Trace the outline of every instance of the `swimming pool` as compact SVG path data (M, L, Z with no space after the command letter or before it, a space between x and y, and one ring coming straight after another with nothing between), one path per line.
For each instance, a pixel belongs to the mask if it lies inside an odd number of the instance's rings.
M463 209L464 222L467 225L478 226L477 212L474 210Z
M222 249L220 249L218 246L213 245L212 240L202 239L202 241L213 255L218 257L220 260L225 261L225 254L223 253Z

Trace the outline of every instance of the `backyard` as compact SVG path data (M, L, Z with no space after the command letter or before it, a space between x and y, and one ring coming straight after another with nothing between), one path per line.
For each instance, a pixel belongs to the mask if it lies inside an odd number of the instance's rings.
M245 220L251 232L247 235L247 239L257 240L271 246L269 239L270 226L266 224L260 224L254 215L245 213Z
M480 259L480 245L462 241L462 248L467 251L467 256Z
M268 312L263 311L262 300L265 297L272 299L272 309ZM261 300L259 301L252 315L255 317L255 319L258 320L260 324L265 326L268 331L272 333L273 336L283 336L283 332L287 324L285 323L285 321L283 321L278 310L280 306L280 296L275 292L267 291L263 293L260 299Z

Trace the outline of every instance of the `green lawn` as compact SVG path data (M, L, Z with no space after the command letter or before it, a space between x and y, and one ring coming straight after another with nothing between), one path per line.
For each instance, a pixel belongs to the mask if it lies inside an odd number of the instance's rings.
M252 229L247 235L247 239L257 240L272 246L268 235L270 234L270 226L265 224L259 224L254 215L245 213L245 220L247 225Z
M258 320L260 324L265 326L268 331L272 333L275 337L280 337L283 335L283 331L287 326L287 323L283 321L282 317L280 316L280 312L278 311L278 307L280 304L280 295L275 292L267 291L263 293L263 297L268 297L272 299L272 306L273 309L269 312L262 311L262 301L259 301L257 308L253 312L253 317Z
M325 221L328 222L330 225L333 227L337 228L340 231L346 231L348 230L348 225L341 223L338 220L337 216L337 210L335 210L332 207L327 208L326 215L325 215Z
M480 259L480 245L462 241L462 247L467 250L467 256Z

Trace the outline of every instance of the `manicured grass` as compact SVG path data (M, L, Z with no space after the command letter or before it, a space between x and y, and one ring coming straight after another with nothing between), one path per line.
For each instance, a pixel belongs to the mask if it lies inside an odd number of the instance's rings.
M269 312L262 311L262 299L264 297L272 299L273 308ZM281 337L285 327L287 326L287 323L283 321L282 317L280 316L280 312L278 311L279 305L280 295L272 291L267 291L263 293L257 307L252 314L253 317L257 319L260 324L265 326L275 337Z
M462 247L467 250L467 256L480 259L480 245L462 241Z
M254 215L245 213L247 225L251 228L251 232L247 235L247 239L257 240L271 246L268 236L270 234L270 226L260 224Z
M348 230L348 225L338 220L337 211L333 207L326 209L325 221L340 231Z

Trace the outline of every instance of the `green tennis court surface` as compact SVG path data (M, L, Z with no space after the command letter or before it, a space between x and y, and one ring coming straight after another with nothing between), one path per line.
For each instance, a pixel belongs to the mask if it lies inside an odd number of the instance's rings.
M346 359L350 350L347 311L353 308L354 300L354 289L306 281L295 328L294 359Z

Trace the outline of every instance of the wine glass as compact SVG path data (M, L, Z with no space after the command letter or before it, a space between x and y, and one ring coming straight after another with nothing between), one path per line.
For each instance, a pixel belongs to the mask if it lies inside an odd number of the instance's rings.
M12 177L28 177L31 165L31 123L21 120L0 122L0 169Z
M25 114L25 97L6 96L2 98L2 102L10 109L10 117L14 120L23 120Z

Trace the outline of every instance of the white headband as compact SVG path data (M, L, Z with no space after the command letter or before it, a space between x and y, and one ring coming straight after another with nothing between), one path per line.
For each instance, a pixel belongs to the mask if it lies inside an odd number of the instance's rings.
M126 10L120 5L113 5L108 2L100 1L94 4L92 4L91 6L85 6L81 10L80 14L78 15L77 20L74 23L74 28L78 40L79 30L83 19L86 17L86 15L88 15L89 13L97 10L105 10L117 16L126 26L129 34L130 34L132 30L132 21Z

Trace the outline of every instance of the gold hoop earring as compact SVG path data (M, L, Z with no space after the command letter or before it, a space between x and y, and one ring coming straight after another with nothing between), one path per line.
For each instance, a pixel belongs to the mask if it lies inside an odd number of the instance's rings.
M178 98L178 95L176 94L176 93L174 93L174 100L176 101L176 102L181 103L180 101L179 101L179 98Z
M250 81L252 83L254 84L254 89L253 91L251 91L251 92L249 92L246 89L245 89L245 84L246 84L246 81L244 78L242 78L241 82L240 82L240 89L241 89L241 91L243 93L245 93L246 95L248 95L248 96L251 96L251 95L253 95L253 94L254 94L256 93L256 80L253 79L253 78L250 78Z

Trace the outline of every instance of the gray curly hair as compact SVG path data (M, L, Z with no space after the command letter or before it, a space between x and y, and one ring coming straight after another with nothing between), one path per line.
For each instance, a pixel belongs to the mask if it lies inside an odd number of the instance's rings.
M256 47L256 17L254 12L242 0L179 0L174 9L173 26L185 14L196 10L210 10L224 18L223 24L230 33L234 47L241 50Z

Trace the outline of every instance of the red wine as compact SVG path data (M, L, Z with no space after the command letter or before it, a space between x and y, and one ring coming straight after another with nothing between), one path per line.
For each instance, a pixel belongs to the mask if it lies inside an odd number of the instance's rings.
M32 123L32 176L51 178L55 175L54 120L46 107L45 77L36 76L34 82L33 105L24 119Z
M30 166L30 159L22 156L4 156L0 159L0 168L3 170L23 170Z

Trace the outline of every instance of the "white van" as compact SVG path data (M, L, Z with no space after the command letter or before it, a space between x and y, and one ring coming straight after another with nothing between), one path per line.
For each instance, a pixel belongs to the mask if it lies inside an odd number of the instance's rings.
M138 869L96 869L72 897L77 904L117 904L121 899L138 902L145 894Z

···

_YOUR INSTRUCTIONS_. Reproduce the data shown above exactly.

_FINAL RESULT_.
Trace the outline of every instance of the `swimming pool` as compact SVG path data (M, L, Z with no space after the command letter or before it, a space between x and y, and one ring coming straight after another with nothing between), one path per line.
For each instance, a pixel belongs to the mask if it lies inside an odd number of the instance's rings.
M463 209L464 222L467 225L478 226L477 212L474 210Z
M222 249L220 249L218 246L213 245L212 240L202 239L202 241L213 255L218 257L220 260L225 261L225 254L223 253Z

Trace the outline of every instance of the `backyard` as compact SVG path data (M, L, Z with no space after the command letter or before it, a space between x and y, and one ring coming straight after another with nothing between), one path per line.
For each instance, a pixel belongs to the mask if it lies inside an odd number of the instance's rings.
M245 220L251 232L247 235L247 239L257 240L271 246L269 239L270 226L266 224L260 224L254 215L245 213Z
M480 259L480 245L462 241L462 248L467 251L467 256Z
M268 312L263 311L262 300L265 297L272 299L272 309ZM261 300L259 301L252 315L255 317L255 319L258 320L260 324L265 326L268 331L272 333L273 336L283 336L283 332L287 324L285 323L285 321L283 321L278 310L280 306L280 296L275 292L267 291L263 293L260 299Z

Trace the outline of every instance of the `green lawn` as compact SVG path data (M, L, Z with no space after the command letter or before it, a space between x and y, and one ring coming straight after another with nothing between), one path per line.
For each instance, a pixel belongs to the mask if it lies inside an odd number of the instance's rings.
M252 229L247 235L247 239L257 240L272 246L268 235L270 234L270 226L265 224L259 224L254 215L245 213L245 220L247 225Z
M258 320L260 324L265 326L268 331L272 333L275 337L280 337L283 335L283 331L287 326L287 323L283 321L282 317L280 316L280 312L278 311L278 307L280 304L280 295L275 292L267 291L263 293L263 297L268 297L272 299L272 306L273 309L269 312L262 311L262 301L259 301L257 308L253 312L253 317Z
M325 221L328 222L330 225L333 227L337 228L340 231L346 231L348 230L348 225L341 223L338 220L337 216L337 210L335 210L332 207L327 208L326 215L325 215Z
M480 259L480 245L462 241L462 247L467 250L467 256Z

Trace the outline of every instance of the `manicured grass` as compact SVG path data (M, L, Z with no space after the command letter or before it, a space between x and y, and one ring coming straight after another with nothing between), one path per line.
For each instance, a pixel belongs to the mask if it lies inside an odd number of the instance's rings.
M269 312L262 311L262 299L264 297L272 299L273 308ZM281 337L285 327L287 326L287 323L283 321L282 317L280 316L280 312L278 311L279 305L280 295L272 291L267 291L263 293L257 307L252 314L253 317L257 319L260 324L265 326L275 337Z
M462 247L467 250L467 256L480 259L480 245L462 241Z
M254 215L245 213L247 225L251 228L251 232L247 235L247 239L257 240L271 246L268 236L270 234L270 226L260 224Z
M348 230L348 225L338 220L337 211L333 207L326 209L325 221L340 231Z

Trace the outline of every instance of the `green tennis court surface` as compact SVG path data (M, L, Z with no space after the command letter or before it, a space between x and y, and one ring coming straight after another with nothing between), one path per line.
For each instance, a pixel belongs to the mask if it lies inside an odd number of the instance's rings.
M346 359L350 350L347 311L353 308L354 300L354 289L306 281L295 328L294 359Z

Trace the outline of every instance of the wine glass as compact SVG path data (M, L, Z with no space after the command letter or before it, a space between x and y, and one ring coming straight after another with nothing between), one path per line.
For each instance, a pixel belongs to the mask if it lies inside an odd number of the instance's rings.
M12 177L28 177L31 165L31 123L21 120L0 122L0 169Z
M25 114L25 97L6 96L2 98L2 102L10 109L10 117L14 120L23 120Z

Trace the outline of every instance of the white headband as compact SVG path data (M, L, Z with no space after the command letter or before it, a space between x and y, and one ring coming straight after another with nothing between), one path per line.
For each instance, a pixel belongs to the mask if it lies inside an odd number of the instance's rings.
M126 10L120 5L113 5L108 2L100 1L94 4L92 4L91 6L85 6L81 10L80 14L78 15L77 20L74 23L74 28L78 40L79 30L83 19L86 17L86 15L88 15L89 13L97 10L105 10L117 16L126 26L129 34L130 34L132 30L132 21Z

Trace the outline of every instance of the gold hoop earring as compact SVG path data (M, L, Z with no space after the command letter or before it, a space between x and y, and one ring coming straight after another with nothing between), one path per line.
For each instance, a pixel belongs to the mask if it lies inside an odd number of the instance's rings.
M178 98L178 95L176 94L176 93L174 93L174 100L176 101L176 102L181 103L180 101L179 101L179 98Z
M250 81L252 83L254 84L254 89L253 91L251 91L251 92L249 92L246 89L245 89L245 84L246 84L246 81L244 78L242 78L241 82L240 82L240 89L241 89L241 91L243 93L245 93L246 95L248 95L248 96L251 96L251 95L253 95L253 94L254 94L256 93L256 80L253 79L253 78L250 78Z

Trace the outline of every instance of the gray curly hair as compact SVG path data (M, L, Z with no space after the command letter or before it, a space between x and y, and one ring coming straight after another with nothing between), one path per line.
For each instance, a pixel belongs to the mask if it lies inside an odd number of the instance's rings.
M256 47L256 17L254 12L242 0L179 0L174 9L173 26L185 14L196 10L210 10L224 18L223 24L230 33L234 47L241 50Z

Trace the outline of every instance of the red wine as compact SVG path data (M, L, Z with no space after the command letter or before it, a space between x and y, and one ring coming straight after another with nothing between), one path per line.
For each instance, a pixel belongs to the mask if it lies inside an odd number of the instance's rings.
M32 123L32 176L51 178L55 175L54 120L46 107L45 77L36 76L34 82L33 105L24 119Z
M30 166L30 159L22 156L4 156L0 159L0 168L3 170L23 170Z

Trace the outline of every instance of the "white van" as compact SVG path data (M, L, Z with no space after the command letter or before it, a space between x and y, and one ring coming straight after another with nothing between), one path per line.
For each instance, a pixel belongs to the mask if it lies inside an odd number of the instance's rings.
M138 869L96 869L72 897L77 904L117 904L121 899L138 902L145 894Z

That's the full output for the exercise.